Using Cauchy’s Integral Formula to compute an integral

Question

How do we compute the integral $\displaystyle \int_{|z|=2}{\frac{\,dz}{z^2+1}}$. My first thought was to factor the denominator. I get $z^2+1=(z+i)(z-i)$. Do we have to apply the Cauchy Integral Formula here? Would that be my next step that I should take?

Answer 1

Use partial fractions here. Doing so, will have our integrand as, $$\frac{1}{z^2+1}=\frac{i/2}{z+i}-\frac{i/2}{z-i}$$ Now, as you mentioned, we could proceed with this by applying the Cauchy integral formula to $f(z)=1$. Therefore, we have $$\frac{1}{2\pi i}\oint_{\mid z \mid = 2}\frac{1}{z^2+1}\,dz=\frac{i}{2}\left(\frac{1}{2\pi i}\right)\oint_{\mid z \mid = 2}\frac{1}{z+i}\,dz-\frac{i}{2}\left(\frac{1}{2\pi i}\right)\oint_{ \mid z \mid = 2}\frac{1}{z-1}\,dz=0$$

Answer 2

You may want to follow these steps: (1) Find out all the poles of the integrand. (2) Check how many of these line inside the curve $|z| = 2$. (3) Find the residue at every pole identified in step (2). (4) Use the residue theorem to get your answer.

• SUPPLIED RECORDS
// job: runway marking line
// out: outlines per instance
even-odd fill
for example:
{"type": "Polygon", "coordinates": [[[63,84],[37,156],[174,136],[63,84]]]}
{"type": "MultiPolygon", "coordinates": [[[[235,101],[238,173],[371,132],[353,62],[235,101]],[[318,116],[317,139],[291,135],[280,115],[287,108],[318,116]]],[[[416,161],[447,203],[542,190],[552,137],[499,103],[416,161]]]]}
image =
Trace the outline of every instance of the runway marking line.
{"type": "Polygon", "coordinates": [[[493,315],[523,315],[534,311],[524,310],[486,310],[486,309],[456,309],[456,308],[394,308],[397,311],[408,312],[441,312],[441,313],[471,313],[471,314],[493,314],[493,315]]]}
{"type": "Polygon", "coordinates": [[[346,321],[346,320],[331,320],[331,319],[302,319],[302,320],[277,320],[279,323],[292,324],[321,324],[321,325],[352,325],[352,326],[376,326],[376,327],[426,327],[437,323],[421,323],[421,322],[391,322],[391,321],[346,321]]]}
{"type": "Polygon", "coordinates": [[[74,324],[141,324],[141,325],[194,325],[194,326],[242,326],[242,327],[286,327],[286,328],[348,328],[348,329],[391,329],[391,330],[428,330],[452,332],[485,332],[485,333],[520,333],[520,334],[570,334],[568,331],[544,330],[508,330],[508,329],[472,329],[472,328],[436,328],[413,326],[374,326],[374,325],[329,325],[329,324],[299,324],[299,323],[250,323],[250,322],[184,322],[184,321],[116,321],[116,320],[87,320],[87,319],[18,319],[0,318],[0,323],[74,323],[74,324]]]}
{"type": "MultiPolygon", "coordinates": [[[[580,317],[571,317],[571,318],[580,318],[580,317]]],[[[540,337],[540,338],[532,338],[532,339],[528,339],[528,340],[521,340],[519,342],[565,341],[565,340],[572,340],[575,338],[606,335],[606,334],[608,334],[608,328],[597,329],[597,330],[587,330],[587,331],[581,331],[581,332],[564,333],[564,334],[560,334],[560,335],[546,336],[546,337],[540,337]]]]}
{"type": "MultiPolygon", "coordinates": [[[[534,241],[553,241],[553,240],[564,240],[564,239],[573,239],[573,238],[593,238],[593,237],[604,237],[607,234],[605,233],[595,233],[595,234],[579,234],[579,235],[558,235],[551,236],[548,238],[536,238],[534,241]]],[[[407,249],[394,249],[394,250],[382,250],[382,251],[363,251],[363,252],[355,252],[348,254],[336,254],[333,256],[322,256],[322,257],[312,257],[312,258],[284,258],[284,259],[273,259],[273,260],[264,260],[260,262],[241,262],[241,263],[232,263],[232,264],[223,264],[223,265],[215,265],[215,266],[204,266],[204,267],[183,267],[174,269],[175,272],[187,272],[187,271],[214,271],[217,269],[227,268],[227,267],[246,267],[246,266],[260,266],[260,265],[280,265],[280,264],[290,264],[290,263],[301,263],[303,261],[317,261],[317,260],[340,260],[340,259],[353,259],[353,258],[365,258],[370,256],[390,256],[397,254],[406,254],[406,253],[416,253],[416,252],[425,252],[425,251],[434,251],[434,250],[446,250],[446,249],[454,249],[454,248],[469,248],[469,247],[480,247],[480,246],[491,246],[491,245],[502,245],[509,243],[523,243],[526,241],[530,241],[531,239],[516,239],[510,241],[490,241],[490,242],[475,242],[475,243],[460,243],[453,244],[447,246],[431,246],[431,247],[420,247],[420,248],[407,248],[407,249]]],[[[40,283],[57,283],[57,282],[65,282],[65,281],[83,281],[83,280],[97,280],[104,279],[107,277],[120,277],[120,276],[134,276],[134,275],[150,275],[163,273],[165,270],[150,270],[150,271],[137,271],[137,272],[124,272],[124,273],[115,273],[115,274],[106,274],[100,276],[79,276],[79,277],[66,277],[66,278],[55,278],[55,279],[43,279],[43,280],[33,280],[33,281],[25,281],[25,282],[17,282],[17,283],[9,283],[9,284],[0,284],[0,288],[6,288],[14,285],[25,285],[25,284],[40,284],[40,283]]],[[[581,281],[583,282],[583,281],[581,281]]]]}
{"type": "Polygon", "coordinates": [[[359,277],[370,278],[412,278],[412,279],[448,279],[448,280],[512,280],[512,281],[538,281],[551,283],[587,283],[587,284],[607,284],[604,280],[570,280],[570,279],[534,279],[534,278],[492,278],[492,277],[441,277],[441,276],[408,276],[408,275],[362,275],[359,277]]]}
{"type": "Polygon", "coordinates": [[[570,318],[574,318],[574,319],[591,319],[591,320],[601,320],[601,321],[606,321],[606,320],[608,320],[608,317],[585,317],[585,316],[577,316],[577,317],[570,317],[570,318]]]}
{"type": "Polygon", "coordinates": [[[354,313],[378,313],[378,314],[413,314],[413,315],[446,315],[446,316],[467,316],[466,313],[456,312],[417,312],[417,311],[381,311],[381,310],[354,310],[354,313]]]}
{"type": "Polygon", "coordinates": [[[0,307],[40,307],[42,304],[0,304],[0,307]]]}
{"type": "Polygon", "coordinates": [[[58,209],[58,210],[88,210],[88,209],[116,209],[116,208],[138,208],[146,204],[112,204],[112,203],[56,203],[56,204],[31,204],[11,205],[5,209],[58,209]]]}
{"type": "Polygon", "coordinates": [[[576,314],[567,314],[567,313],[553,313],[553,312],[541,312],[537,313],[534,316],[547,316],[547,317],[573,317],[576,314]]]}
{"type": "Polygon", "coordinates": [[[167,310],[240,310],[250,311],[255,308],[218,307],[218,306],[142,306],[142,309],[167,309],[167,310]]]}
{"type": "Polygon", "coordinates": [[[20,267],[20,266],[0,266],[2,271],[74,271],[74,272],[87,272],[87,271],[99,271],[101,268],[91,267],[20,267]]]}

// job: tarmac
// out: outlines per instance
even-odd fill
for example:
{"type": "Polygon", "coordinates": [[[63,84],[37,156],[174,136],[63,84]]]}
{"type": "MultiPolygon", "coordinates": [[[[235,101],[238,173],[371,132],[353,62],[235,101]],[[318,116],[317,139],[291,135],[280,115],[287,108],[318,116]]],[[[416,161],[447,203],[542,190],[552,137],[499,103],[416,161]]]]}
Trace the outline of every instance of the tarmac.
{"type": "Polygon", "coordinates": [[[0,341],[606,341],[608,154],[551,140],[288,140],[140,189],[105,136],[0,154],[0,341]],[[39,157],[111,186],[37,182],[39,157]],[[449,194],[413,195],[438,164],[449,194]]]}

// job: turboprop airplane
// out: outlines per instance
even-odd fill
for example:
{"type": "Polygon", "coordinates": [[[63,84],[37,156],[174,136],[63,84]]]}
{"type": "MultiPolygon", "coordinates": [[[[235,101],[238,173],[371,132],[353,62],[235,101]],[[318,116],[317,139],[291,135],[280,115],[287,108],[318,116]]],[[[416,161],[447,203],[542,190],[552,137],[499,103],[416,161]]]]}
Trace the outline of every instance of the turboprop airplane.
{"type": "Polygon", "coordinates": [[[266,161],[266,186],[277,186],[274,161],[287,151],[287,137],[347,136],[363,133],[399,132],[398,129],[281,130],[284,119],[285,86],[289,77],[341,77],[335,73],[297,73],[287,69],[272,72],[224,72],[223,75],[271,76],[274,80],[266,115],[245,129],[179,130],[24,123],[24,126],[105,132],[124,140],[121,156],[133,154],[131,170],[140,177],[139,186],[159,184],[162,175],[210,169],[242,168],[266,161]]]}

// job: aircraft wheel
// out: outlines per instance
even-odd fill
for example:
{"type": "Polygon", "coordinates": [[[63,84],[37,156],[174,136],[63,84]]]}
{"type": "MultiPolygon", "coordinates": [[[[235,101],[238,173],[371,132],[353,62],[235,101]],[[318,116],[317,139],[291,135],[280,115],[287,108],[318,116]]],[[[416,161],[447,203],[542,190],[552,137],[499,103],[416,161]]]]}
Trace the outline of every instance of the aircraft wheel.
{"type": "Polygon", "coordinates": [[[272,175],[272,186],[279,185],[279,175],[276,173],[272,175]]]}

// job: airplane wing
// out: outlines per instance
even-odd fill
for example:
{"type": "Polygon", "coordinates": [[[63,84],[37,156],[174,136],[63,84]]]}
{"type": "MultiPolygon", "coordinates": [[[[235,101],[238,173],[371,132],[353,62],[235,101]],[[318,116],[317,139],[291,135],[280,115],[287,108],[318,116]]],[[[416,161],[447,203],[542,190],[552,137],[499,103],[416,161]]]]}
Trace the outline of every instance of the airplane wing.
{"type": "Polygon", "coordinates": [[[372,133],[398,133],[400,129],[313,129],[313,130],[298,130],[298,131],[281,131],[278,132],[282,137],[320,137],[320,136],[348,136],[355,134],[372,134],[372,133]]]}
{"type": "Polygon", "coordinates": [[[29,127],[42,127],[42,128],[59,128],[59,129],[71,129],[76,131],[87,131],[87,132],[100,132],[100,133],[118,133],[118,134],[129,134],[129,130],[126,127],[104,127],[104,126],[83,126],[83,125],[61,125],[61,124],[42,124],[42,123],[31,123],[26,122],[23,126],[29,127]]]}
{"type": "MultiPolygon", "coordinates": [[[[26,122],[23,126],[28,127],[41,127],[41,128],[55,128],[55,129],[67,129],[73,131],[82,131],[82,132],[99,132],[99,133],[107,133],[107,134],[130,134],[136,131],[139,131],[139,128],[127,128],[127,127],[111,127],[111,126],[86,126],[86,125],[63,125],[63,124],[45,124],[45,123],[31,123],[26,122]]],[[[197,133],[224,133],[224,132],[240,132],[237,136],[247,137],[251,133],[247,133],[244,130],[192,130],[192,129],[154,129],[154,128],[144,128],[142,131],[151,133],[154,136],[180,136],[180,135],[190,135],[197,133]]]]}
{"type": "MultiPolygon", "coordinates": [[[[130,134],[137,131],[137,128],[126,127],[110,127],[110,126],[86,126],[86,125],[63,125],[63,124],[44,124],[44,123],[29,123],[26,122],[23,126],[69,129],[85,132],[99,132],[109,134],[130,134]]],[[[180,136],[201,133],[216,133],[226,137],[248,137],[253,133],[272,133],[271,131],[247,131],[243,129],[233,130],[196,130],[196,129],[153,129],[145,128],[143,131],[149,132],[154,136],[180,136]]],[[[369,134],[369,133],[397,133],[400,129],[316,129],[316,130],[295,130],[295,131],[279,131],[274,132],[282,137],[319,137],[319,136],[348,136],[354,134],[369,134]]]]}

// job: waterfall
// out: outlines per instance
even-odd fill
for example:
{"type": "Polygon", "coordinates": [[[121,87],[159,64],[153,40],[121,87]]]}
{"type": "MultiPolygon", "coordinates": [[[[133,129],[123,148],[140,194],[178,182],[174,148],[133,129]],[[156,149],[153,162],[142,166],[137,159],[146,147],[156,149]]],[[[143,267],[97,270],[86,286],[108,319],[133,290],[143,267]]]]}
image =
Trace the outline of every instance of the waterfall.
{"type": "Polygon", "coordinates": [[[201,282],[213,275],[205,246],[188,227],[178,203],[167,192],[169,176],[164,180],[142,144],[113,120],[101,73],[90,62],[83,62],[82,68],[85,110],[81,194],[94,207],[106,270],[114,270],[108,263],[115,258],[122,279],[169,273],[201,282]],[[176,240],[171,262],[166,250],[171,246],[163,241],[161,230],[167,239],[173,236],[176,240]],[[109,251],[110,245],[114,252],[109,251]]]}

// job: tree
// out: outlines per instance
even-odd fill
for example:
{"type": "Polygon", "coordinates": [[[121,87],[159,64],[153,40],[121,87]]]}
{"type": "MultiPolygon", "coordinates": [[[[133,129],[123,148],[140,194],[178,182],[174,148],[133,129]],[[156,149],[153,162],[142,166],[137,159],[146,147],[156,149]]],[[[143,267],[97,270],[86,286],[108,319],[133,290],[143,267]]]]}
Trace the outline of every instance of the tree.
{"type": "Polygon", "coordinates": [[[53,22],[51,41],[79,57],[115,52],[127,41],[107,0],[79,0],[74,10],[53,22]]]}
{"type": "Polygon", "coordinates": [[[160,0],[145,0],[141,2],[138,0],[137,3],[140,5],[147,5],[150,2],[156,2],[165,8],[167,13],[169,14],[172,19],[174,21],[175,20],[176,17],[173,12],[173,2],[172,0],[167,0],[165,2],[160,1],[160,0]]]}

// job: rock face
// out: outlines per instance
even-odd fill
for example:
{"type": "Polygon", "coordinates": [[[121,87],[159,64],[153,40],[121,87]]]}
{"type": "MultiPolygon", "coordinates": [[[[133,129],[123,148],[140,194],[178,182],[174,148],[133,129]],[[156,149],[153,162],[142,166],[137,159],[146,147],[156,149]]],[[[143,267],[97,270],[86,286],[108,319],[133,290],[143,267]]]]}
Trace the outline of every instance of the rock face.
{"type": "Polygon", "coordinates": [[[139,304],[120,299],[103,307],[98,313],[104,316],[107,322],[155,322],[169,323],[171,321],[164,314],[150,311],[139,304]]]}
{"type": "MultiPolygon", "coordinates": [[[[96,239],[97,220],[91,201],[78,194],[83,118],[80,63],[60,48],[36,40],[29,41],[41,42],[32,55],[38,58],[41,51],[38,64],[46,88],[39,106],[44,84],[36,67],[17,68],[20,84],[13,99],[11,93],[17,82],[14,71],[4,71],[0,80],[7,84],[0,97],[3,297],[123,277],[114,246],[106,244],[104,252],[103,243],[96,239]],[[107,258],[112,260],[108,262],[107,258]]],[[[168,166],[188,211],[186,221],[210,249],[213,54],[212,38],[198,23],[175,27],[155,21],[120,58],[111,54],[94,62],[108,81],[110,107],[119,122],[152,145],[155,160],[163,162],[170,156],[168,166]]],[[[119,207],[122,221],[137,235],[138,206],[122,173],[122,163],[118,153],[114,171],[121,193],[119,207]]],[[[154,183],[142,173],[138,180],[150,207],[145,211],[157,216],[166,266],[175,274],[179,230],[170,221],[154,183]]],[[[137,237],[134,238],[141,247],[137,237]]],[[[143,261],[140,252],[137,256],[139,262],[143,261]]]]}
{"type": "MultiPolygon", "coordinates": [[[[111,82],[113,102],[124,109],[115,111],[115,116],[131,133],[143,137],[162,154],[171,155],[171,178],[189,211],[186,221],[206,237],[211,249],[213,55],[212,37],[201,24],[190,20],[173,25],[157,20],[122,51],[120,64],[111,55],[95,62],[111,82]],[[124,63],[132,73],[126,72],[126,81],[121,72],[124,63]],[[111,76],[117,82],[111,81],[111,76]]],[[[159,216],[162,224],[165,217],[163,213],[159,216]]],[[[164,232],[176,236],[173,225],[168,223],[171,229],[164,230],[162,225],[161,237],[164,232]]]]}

• PROMPT 1
Reproduce the passage of the forum thread on Cauchy's Integral Formula, everything from "Using Cauchy’s Integral" down to "I should take?".
• PROMPT 2
In the forum thread on Cauchy's Integral Formula, what technique does Answer 1 say to use first on the integrand?

• EXPECTED OUTPUT 1
Using Cauchy’s Integral Formula to compute an integral

Question

How do we compute the integral $\displaystyle \int_{|z|=2}{\frac{\,dz}{z^2+1}}$. My first thought was to factor the denominator. I get $z^2+1=(z+i)(z-i)$. Do we have to apply the Cauchy Integral Formula here? Would that be my next step that I should take?

• EXPECTED OUTPUT 2
Partial fractions.